→ DOCUMENT EXCERPT

LOCOMOTION 1: SEE ME WAHALA! - TONY OKOROJI

I once wrote a small column for the Punch. I was a lot younger with a lot of fire in the belly. Despite the mad tussle with deadlines and the once in a while writers block, it was fun. I had very strong opinions and could not wait for people to hear them. Of course, when you are young, you think that you are the only one who has an opinion that counts. As you get older however, you begin to realize how stupid you have been. Everybody has an opinion and everybody thinks that their opinion counts.


A 29 year old American called Mark Elliot Zuckerberg found out how much everybody wants to express their opinion. As a result, Zuckerberg has become a billionaire several times over. On Zuckerberg’s Facebook, everybody is expressing their opinion to everybody whether they want to hear or not. Dirty linens are being washed with the whole world watching and the stinking water splashed around with complete abandon. Girls are stalking guys on Facebook and guys are enjoying being stalked. You can’t be on Facebook and not say something. It is like a huge Oyingbo market. So, everybody is talking, everybody is lying and everybody is posing. In the new world of Facebook, Twitter, Instagram and BBM, everybody is a publisher, everybody is an editor and everybody is a columnist. 


Several times recently, I have been asked to write a column for a newspaper. Several times I have said no. Why? As I have grown older, I have taken more to heart the Igbo saying that a palm wine tapper does not reveal everything he sees from the top of the palm wine tree. Just imagine what would happen in the kindred if the local palm wine tapper had to describe the luscious naked women who thought they were bathing safely away from prying eyes or the illicit love affairs where the lovers thought they were in a world of their own and that apart from the skies, their secret was all theirs or the big tubers of yam thought to be secure from all and sundry in the rich man’s ban. Like the local palm wine tapper, I have seen quite a bit and I have thought it better for me to stay away from the babble.

The other matter is: Is anyone really interested in what I have to say? Is anyone going to read what I write when all the kids are busy pinging and charting away on their Blackberry or playing computer games? Have you noticed that it is almost impossible these days to hold the attention of any young person for five minutes except of course you are telling him of a new cheaper and faster data plan?

→ ENTRIES SHOWN
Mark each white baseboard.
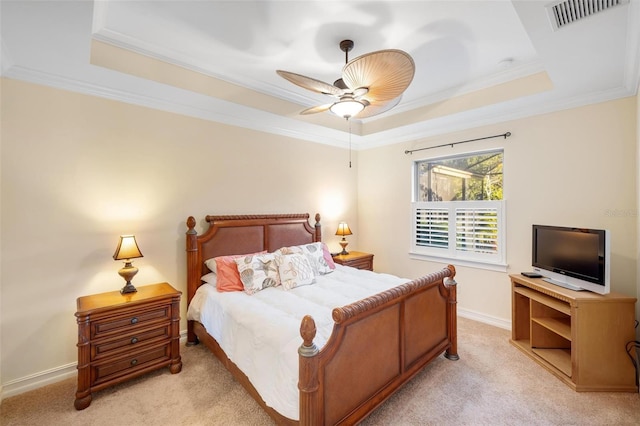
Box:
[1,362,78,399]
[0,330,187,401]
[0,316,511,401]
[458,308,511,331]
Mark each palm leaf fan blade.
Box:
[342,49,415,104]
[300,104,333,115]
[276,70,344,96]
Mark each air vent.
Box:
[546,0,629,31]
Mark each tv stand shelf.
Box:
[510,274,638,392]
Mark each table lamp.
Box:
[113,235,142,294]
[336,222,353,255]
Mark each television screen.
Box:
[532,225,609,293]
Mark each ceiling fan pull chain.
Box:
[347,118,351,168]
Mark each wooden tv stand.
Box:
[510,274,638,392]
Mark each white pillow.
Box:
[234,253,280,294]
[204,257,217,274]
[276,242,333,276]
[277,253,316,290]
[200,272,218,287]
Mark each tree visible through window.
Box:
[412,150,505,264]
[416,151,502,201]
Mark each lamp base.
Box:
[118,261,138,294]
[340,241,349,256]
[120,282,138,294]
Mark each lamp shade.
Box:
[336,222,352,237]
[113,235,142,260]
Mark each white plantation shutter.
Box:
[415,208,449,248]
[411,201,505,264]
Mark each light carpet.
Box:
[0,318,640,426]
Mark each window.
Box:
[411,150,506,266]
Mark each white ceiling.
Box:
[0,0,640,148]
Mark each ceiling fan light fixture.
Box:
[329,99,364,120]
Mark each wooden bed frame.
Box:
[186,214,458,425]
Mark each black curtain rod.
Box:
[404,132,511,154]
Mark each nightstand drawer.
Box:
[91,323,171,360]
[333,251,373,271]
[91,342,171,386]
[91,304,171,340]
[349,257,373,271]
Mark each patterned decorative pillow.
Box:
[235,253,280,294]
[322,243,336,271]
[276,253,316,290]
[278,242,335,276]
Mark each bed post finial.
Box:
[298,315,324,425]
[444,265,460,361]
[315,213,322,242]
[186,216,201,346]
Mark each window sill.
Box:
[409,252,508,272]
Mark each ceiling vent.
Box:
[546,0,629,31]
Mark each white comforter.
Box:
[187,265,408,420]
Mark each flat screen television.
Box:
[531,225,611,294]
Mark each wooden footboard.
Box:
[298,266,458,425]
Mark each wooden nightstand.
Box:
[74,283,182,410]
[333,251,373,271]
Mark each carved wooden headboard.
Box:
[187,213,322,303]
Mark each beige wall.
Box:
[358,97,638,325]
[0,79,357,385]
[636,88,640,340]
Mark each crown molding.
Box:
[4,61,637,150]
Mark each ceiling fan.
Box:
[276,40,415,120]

* * *

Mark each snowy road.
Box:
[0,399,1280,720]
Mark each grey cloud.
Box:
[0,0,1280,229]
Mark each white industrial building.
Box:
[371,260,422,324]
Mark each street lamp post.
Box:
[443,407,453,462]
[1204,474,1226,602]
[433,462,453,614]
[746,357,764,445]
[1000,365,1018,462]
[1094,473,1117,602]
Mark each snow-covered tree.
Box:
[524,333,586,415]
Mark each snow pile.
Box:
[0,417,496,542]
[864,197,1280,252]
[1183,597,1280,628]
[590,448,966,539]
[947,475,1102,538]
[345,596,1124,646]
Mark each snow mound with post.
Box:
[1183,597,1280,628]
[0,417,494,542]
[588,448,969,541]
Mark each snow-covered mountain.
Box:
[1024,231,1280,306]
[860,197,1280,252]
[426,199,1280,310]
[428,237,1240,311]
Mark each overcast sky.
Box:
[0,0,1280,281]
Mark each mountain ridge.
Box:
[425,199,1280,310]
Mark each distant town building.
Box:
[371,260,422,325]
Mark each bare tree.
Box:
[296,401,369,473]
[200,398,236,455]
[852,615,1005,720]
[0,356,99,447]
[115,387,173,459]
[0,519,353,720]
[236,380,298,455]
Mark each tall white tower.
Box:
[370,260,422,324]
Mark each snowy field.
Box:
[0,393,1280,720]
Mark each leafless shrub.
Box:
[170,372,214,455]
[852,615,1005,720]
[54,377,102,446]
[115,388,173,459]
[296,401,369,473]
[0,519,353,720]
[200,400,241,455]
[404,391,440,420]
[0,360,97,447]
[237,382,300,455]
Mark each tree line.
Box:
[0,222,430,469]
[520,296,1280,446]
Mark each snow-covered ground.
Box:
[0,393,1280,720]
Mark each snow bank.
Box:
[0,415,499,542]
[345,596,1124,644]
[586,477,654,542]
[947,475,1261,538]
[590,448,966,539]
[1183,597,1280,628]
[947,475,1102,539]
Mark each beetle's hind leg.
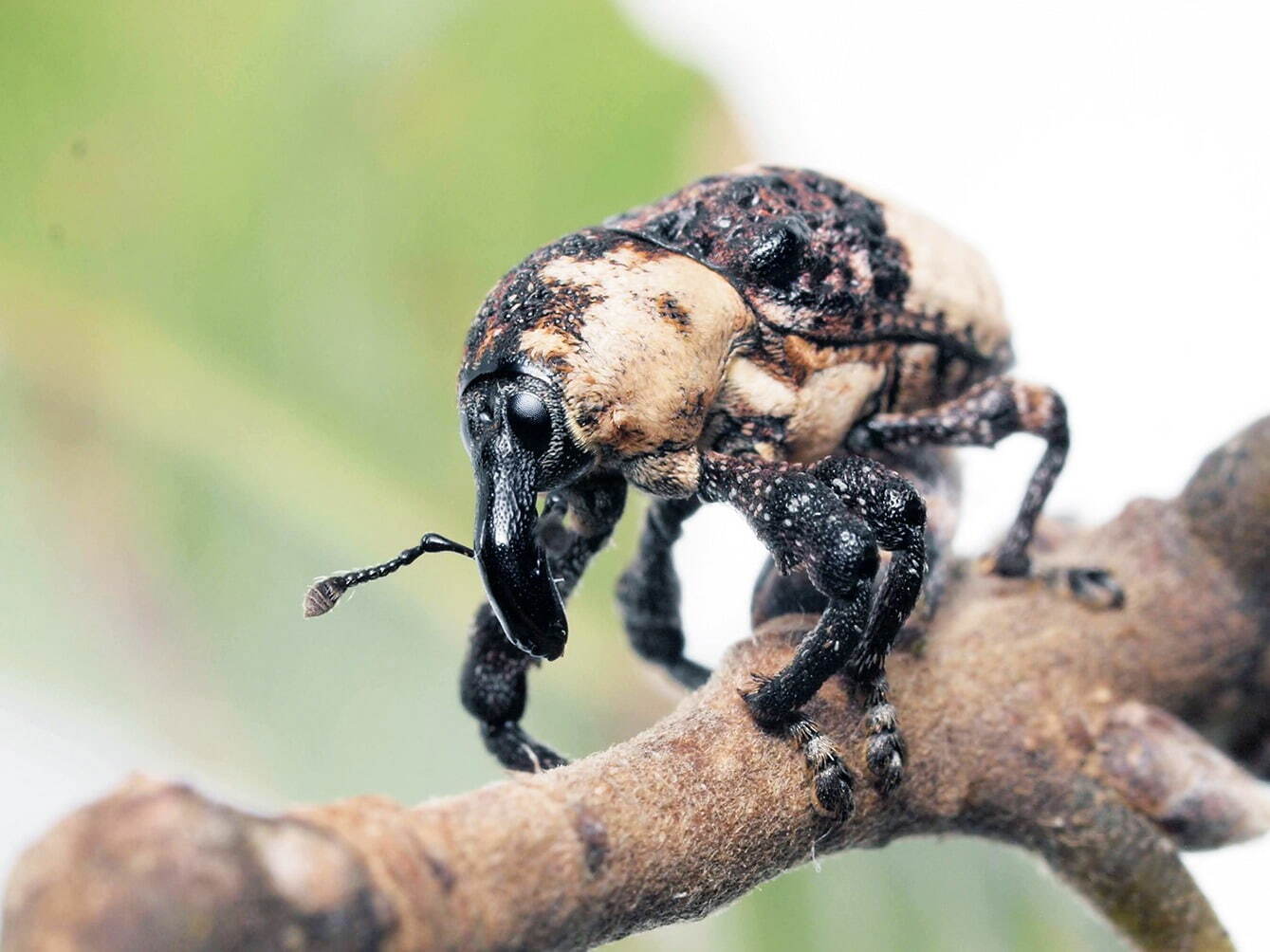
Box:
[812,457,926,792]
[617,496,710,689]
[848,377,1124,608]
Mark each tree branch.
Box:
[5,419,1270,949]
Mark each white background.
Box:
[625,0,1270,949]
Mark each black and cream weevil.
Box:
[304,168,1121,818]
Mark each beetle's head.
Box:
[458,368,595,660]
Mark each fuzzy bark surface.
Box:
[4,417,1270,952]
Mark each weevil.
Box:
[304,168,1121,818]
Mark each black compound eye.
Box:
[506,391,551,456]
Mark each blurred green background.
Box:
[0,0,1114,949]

...

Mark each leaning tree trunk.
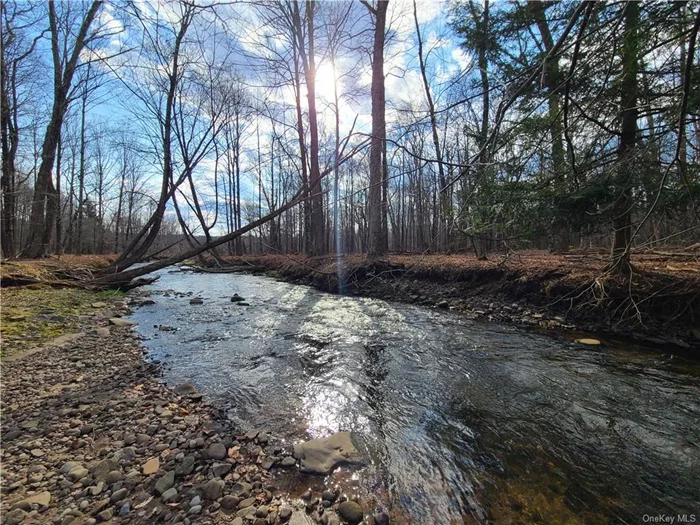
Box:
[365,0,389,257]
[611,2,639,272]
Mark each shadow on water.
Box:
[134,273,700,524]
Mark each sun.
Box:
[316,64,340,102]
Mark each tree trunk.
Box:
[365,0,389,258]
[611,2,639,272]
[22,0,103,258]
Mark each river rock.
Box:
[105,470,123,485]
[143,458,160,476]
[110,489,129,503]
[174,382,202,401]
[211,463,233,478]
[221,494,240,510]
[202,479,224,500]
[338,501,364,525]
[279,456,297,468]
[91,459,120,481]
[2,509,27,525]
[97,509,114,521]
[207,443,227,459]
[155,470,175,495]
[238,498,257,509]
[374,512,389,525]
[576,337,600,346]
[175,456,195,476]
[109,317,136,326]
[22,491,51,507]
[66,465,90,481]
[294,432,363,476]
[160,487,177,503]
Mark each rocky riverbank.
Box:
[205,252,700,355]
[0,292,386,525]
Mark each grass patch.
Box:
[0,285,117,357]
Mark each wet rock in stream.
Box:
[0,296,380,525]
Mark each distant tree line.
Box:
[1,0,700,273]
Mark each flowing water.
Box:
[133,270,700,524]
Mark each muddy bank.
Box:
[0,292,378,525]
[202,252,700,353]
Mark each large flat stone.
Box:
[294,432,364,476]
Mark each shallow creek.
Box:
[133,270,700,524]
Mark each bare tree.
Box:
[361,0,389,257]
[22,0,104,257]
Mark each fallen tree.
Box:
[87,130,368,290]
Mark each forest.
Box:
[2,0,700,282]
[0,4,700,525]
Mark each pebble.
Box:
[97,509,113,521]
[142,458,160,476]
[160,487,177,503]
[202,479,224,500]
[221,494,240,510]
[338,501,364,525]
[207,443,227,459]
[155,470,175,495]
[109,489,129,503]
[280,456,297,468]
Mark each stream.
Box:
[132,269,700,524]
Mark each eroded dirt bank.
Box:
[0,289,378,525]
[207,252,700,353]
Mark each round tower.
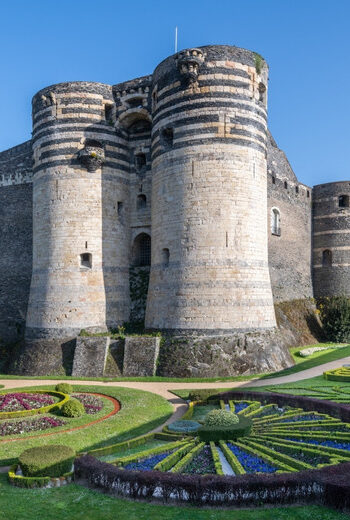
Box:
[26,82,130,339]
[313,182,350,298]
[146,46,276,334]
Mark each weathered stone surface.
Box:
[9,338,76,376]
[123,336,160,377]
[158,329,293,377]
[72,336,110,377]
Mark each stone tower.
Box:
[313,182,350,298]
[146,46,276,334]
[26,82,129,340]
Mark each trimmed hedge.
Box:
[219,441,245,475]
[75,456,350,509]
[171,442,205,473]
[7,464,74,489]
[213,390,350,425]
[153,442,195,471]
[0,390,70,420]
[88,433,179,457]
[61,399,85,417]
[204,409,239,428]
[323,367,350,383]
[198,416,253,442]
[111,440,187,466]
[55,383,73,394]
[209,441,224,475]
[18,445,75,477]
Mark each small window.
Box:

→ WHAT YOU WILL DO
(1) In the Locomotion column, which newspaper did the writer once write a small column for?
(2) Transcribe a passage of the Locomotion column word for word, beginning at the words "The other matter" and stopping after "faster data plan?".
(3) Write the next part of the Locomotion column, carrying on from its last paragraph.
The data above comes from a separate source and has no connection to the Locomotion column.

→ WRITTEN ANSWERS
(1) The Punch.

(2)
The other matter is: Is anyone really interested in what I have to say? Is anyone going to read what I write when all the kids are busy pinging and charting away on their Blackberry or playing computer games? Have you noticed that it is almost impossible these days to hold the attention of any young person for five minutes except of course you are telling him of a new cheaper and faster data plan?

(3)
Then, there is the question of how I will find the time to write anything in the midst of a crushing schedule. How do I write a column when Tee Mac is busy telling everybody that I am a fraud and the people at BON are looking for my head and every artiste wants more royalties? Pray, how do I write a column when Chinedu Chukwuji, my oga at the top, warns me that I need a break urgently but goes ahead to schedule back to back meetings for me with lawyers and impossible Nigerian broadcasters who look for every reason under the sun to avoid paying small royalty for the music that sustains their operations?

As if I have not stressed my marriage enough - how do I tell madam that with my eyes open, I have added to the wahala she has to tolerate – night after cold nights when at 2 am, 3 am and 4 am, the whole world is sleeping and she tiptoes into the study to find me hunched over, hammering at the keyboard of my long suffering lap top?  I still do not understand how I was trapped into saying yes to writing a column for a newspaper when the whole world is writing columns on Facebook. Is it the old school guy in me clinging to a past that is fast disappearing? While a lot of people I know get all their news these days on the Internet, I still read newspapers the old fashioned way. I still cannot manage a day going by without me caressing some newsprint.

You know, I used to read Rueben Abati like mad. Outside of Ray Ekpu and my ‘paddy’, Sonala Olumhense, I thought Rueben was the real deal. He has style. Till today I cannot figure out how Rueben could give up the best job in the world. For what?! Seriously, how much does GEJ pay Rueben to write those drab government press releases? It takes a peculiar kind of talent to be a good government propagandist and I do not think that Rueben has that kind of talent. Seriously, there has to be something in the constitution that makes it a capital offence to take a great guy like Ruben Abati and make him the writer of government press releases.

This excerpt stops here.